◆ AIM OF THE EXERCISE
Beginning with the line that contains "positive clicks: (286, 214) (278, 202)", return every line down to the last one in the material below, exactly and with no others.
++++ TASK DATA
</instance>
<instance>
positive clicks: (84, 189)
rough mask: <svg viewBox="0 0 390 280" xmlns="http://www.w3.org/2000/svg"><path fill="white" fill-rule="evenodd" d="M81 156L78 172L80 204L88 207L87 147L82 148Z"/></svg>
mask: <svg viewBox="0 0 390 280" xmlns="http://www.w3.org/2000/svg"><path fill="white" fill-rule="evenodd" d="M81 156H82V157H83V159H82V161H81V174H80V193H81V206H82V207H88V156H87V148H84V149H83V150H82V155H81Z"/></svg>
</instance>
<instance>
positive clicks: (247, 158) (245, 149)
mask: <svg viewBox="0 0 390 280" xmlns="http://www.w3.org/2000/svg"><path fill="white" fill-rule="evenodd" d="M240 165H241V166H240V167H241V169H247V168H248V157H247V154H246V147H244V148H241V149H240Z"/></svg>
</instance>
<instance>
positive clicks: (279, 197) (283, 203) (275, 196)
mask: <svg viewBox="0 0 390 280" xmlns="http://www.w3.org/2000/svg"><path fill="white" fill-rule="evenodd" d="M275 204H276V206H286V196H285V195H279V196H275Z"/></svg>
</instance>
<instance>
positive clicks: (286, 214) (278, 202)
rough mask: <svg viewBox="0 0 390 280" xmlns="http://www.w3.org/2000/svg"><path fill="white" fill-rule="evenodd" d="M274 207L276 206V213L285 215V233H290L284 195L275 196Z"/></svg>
++++++++
◆ RESPONSE
positive clicks: (286, 214) (278, 202)
rough mask: <svg viewBox="0 0 390 280" xmlns="http://www.w3.org/2000/svg"><path fill="white" fill-rule="evenodd" d="M274 207L276 206V213L285 215V233H290L284 195L275 196Z"/></svg>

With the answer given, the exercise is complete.